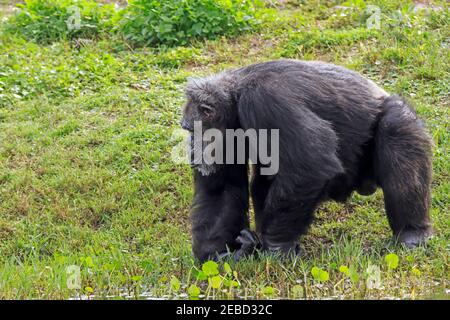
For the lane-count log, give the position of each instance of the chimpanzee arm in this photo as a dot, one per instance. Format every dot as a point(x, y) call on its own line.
point(219, 210)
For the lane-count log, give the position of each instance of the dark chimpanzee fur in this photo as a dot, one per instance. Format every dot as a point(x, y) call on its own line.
point(338, 132)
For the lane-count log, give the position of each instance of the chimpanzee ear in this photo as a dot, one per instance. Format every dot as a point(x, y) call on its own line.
point(207, 110)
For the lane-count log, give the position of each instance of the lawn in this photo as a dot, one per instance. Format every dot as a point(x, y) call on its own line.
point(87, 182)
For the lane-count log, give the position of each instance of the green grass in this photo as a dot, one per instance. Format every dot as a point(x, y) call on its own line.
point(86, 177)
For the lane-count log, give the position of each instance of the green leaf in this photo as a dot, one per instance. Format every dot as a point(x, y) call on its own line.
point(175, 284)
point(319, 274)
point(136, 278)
point(89, 262)
point(297, 291)
point(200, 275)
point(215, 282)
point(210, 268)
point(268, 291)
point(344, 270)
point(391, 260)
point(227, 268)
point(353, 274)
point(193, 291)
point(315, 272)
point(323, 276)
point(416, 272)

★ ★ ★ ★ ★ ★ ★

• **Task statement**
Would you reproduce the listing above exactly, without any of its images?

• **The answer**
For the lane-count log, give the position of each instance of the chimpanzee arm in this photo as a dot, one per instance. Format every dot as a point(x, y) call on its own line.
point(219, 210)
For the lane-count log, give the position of each instance of the dark chimpanzee fur in this photo as a dot, one per instance. Format every dot as a point(x, y) call on its own line.
point(338, 132)
For the lane-count log, give the position of each instance of the chimpanzee ear in this photo as a dot, one per instance. Format every dot as a point(x, y) call on its own line.
point(207, 110)
For the lane-count log, give the position of each instance of the lawn in this photo as a dot, one per instance. Format every dot as a point(x, y) call on its own line.
point(87, 182)
For the lane-count log, give the position of each instance of the green grass in this photo as a dot, one per instance. Format every dot as a point(x, y) call on its own line.
point(86, 177)
For the lane-count log, give the position of each instance of the green leaf in this photo as a dot, one per instance. Format every dot as a point(x, y) call on its own line.
point(175, 284)
point(319, 274)
point(136, 278)
point(89, 262)
point(297, 291)
point(200, 275)
point(215, 282)
point(210, 268)
point(268, 291)
point(344, 270)
point(391, 260)
point(227, 268)
point(353, 274)
point(193, 291)
point(315, 272)
point(323, 276)
point(416, 272)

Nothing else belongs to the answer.